+++ MATERIAL PROVIDED

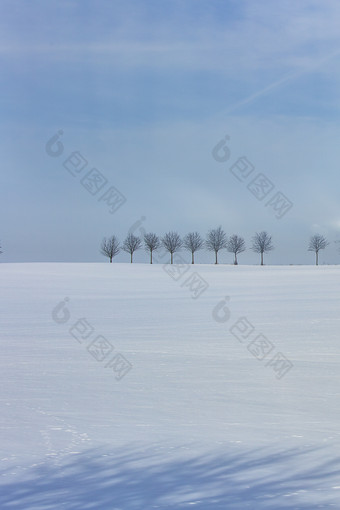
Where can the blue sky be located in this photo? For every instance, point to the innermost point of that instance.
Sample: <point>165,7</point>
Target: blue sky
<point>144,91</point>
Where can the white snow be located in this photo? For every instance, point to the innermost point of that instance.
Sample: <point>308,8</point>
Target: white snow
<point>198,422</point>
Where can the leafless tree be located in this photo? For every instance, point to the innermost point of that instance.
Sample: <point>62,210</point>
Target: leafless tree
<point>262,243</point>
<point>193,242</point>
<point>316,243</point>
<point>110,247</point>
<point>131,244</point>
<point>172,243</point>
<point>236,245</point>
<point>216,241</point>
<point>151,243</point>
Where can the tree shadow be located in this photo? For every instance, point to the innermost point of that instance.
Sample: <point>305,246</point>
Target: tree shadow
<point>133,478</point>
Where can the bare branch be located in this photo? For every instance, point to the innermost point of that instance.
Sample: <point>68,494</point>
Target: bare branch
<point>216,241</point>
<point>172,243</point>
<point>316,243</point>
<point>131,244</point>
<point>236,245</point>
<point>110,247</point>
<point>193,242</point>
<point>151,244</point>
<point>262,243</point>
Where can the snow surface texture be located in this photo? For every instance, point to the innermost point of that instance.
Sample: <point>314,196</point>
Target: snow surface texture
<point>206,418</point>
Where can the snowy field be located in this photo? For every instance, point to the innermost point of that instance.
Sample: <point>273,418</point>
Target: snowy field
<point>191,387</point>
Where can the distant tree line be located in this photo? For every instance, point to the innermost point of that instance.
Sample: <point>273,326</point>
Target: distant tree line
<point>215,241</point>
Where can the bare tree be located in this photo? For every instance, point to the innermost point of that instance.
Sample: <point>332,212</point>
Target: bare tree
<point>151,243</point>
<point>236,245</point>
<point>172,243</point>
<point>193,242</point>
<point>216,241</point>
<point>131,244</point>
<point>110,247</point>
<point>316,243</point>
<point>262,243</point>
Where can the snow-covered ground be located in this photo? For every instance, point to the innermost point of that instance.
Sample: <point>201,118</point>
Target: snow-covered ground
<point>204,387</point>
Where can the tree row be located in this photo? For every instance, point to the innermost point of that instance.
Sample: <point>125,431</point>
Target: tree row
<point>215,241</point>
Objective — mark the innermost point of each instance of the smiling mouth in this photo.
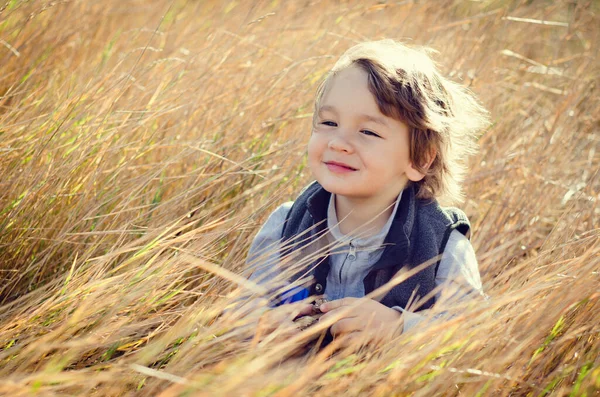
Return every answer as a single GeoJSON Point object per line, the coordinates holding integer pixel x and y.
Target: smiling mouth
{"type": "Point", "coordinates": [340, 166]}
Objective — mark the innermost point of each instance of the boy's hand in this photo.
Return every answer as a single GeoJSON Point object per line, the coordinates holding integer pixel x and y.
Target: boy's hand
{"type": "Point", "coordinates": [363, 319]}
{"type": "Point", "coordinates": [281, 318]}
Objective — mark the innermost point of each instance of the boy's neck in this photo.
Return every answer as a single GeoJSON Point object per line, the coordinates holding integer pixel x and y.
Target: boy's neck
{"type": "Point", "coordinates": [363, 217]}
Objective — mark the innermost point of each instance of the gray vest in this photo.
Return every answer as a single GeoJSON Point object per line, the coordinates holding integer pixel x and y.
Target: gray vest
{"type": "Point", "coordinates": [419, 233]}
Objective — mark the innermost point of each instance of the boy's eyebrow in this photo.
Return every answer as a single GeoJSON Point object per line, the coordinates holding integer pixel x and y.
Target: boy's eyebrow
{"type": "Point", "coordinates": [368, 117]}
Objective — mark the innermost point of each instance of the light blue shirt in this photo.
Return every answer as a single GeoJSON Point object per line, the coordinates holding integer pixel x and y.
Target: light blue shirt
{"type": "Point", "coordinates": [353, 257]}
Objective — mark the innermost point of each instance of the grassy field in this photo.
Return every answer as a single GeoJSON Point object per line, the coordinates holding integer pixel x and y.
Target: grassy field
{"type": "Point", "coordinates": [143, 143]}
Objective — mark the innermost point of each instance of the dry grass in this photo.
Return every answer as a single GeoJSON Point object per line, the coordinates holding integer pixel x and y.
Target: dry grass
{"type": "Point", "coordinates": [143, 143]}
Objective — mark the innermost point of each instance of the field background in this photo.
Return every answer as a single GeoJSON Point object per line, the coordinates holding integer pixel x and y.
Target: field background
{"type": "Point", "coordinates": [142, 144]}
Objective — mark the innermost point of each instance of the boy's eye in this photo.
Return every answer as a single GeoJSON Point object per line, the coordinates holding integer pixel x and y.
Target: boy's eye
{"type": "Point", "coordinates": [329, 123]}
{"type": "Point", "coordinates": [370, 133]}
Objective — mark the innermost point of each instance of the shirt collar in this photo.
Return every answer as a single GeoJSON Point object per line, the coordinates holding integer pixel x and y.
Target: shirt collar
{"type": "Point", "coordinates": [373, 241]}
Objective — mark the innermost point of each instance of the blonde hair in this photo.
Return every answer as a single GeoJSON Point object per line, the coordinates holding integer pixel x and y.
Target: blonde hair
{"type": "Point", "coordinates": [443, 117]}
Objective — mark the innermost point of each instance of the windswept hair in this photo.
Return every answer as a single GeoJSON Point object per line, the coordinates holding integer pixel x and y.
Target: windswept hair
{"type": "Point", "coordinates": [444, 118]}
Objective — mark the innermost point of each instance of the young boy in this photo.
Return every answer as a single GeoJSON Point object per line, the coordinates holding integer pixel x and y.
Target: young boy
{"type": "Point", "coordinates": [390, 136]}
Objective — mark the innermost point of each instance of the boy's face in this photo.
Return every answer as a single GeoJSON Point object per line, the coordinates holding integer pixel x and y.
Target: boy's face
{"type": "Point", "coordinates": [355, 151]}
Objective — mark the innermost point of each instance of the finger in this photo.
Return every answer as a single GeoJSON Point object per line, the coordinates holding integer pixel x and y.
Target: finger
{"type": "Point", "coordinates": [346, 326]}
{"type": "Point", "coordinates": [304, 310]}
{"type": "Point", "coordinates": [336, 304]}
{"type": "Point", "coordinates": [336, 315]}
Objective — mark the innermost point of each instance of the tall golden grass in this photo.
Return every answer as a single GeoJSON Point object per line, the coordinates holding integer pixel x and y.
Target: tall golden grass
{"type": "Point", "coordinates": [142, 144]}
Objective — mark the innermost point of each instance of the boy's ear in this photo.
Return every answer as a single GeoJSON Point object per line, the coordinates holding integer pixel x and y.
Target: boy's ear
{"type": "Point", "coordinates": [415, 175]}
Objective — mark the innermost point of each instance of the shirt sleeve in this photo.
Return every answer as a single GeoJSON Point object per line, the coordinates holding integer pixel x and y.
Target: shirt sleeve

++++++

» PROBLEM DESCRIPTION
Copy each line of the listing that carries the word "sleeve".

» OUTPUT OF THE EXERCISE
Objective — mark the innermost point of each instance of the shirt sleeve in this photo.
Target: shirt sleeve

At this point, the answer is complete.